-- Task description --
Your response should consist of the full data, set down exactly.
═══ Records provided
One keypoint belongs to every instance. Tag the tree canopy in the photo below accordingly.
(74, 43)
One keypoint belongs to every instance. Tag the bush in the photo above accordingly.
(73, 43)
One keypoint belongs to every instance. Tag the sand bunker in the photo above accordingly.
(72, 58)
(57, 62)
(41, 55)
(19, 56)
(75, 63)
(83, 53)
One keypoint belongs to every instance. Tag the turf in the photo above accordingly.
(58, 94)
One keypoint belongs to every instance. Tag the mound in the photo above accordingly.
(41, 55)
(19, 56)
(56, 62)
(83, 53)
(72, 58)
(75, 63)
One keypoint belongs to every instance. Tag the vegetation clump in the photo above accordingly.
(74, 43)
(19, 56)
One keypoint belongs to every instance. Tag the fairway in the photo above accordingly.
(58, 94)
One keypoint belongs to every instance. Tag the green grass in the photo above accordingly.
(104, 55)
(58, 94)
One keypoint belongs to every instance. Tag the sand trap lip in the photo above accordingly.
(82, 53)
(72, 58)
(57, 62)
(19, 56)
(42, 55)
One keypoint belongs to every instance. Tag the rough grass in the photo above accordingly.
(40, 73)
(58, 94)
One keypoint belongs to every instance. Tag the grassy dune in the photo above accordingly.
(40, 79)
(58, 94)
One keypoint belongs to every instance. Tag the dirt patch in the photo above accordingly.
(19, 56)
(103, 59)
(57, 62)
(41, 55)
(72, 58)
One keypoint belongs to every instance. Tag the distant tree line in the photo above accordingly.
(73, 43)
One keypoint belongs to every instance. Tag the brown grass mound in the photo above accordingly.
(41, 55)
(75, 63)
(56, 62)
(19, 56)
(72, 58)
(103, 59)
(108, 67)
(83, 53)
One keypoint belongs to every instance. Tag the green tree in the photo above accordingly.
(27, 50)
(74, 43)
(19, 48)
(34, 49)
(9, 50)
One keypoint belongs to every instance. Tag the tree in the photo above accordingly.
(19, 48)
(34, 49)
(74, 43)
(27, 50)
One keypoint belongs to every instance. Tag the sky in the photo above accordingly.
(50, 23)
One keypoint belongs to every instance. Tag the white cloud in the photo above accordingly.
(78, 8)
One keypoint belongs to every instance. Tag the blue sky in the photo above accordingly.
══════
-- Answer to this problem --
One keypoint belongs to every instance. Tag the tree canopy in the photo below accordingly.
(74, 43)
One keypoint belongs to every instance. Tag the bush in the photo above accordingly.
(73, 43)
One keypoint belongs to every instance. Tag the sand bunker in the photo above accordingly.
(72, 58)
(57, 62)
(41, 55)
(19, 56)
(75, 63)
(83, 53)
One keypoint belongs to every instance. Tag the turf in the photo above accordingly.
(58, 94)
One keypoint belongs to every instance. Tag the mound in the photo above accordingly.
(41, 55)
(19, 56)
(56, 62)
(83, 53)
(72, 58)
(75, 63)
One keypoint belongs to every instance. Tag the vegetation clump in the photo above accordingly.
(74, 43)
(19, 56)
One keypoint belongs to every instance. Tag the fairway in the photo above accordingly.
(58, 94)
One keypoint belongs to every instance. Tag the green grass in the photo above accordingly.
(104, 55)
(58, 94)
One keypoint belongs to every instance. Tag the sand trap lip in the photo above accordingly.
(82, 53)
(72, 58)
(57, 62)
(19, 56)
(42, 55)
One keypoint belongs to every instance. Tag the rough grass in the photo above accordingly.
(40, 73)
(58, 94)
One keypoint belongs to every instance. Tag the grassy dune in the photo above accordingly.
(40, 79)
(58, 94)
One keypoint belongs to every instance. Tag the dirt patch in the photo above accordingly.
(19, 56)
(103, 59)
(57, 62)
(41, 55)
(72, 58)
One keypoint belongs to every instance. Tag the distant tree line in the photo above accordingly.
(73, 43)
One keypoint belongs to every instance. Tag the brown grass mound in the photo above accordingly.
(41, 55)
(75, 63)
(56, 62)
(19, 56)
(72, 58)
(103, 59)
(108, 67)
(83, 53)
One keypoint belongs to every instance. Tag the green tree in the photo above accordingly.
(27, 50)
(74, 43)
(19, 48)
(34, 49)
(9, 50)
One keypoint belongs to every instance. Tag the tree in the photo above accordingly.
(19, 48)
(34, 49)
(74, 43)
(27, 50)
One keypoint belongs to every instance. Tag the sky in the photo above accordingly.
(50, 23)
One keypoint belongs to every instance. Tag the white cloud in the photo above accordingly.
(78, 8)
One keypoint belongs to every instance. Tag the blue sky in the photo above accordingly.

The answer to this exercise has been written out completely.